Exercises to complete =>
1: In the post on sea-level claims, how many tide gauges does Hong Kong have?
2: Transcribe the post on sea-level claims from "That ended in" to "absolutely not more.", with both ends included.

Selected extract =>

__________

I've been a 'climate change denier' for some time now. I don't believe humans are responsible for 'dangerous' global warming or 'dangerous' climate change. One reason I don't buy the hype around climate change and 'global warming' is that the data is continually being misrepresented or manipulated.

Here's the latest example from NewsBusters via SDA and Cjunk,
Swedish Scientist Accuses UN's IPCC of Falsifying Data and Destroying Evidence
Posted by Noel Sheppard on June 24, 2007 - 19:45.

If you listen to the global warming alarmists working for the United Nations’ Intergovernmental Panel on Climate Change, or folks like soon-to-be-Dr. Al Gore, sea levels across the globe are rising at a rate that will eventually doom us all.

According to Swedish paleogeophysicist Nils-Axel Mörner, who’s been studying and writing about sea levels for four decades, the scientists working for the IPCC have falsified data and destroyed evidence to incorrectly prove their point.

Mörner was recently interviewed by Gregory Murphy of Executive Intelligence Review, and began by making it clear that the sea level claims made by the IPCC are a lot of nonsense (emphasis added throughout, h/t Eduardo Ferreyra):

[W]e can see that the sea level was indeed rising, from, let us say, 1850 to 1930-40. And that rise had a rate in the order of 1 millimeter per year. Not more. 1.1 is the exact figure. And we can check that, because Holland is a subsiding area; it has been subsiding for many millions of years; and Sweden, after the last Ice Age, was uplifted. So if you balance those, there is only one solution, and it will be this figure.

That ended in 1940, and there had been no rise until 1970; and then we can come into the debate here on what is going on, and we have to go to satellite altimetry, and I will return to that. But before doing that: There’s another way of checking it, because if the radius of the Earth increases, because sea level is rising, then immediately the Earth’s rate of rotation would slow down. That is a physical law, right? You have it in figure-skating: when they rotate very fast, the arms are close to the body; and then when they increase the radius, by putting out their arms, they stop by themselves. So you can look at the rotation and the same comes up: Yes, it might be 1.1 mm per year, but absolutely not more.


1.1 mm per year? That means that if this were to continue for 1000 years, sea levels would be 1.1 meters higher. Doesn’t sound very catastrophic, does it?

Mörner then addressed what in his view was a ridiculous error by the IPCC:

Another way of looking at what is going on is the tide gauge. Tide gauging is very complicated, because it gives different answers for wherever you are in the world. But we have to rely on geology when we interpret it. So, for example, those people in the IPCC [Intergovernmental Panel on Climate Change], choose Hong Kong, which has six tide gauges, and they choose the record of one, which gives 2.3 mm per year rise of sea level. Every geologist knows that that is a subsiding area. It’s the compaction of sediment; it is the only record which you shouldn’t use. And if that figure is correct, then Holland would not be subsiding, it would be uplifting. And that is just ridiculous. Not even ignorance could be responsible for a thing like that.

__________

Supplied material =>
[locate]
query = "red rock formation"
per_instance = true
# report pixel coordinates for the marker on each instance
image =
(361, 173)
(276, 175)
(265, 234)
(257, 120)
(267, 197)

__________

Exercise solutions =>
1: Six.

2:
That ended in 1940, and there had been no rise until 1970; and then we can come into the debate here on what is going on, and we have to go to satellite altimetry, and I will return to that. But before doing that: There’s another way of checking it, because if the radius of the Earth increases, because sea level is rising, then immediately the Earth’s rate of rotation would slow down. That is a physical law, right? You have it in figure-skating: when they rotate very fast, the arms are close to the body; and then when they increase the radius, by putting out their arms, they stop by themselves. So you can look at the rotation and the same comes up: Yes, it might be 1.1 mm per year, but absolutely not more.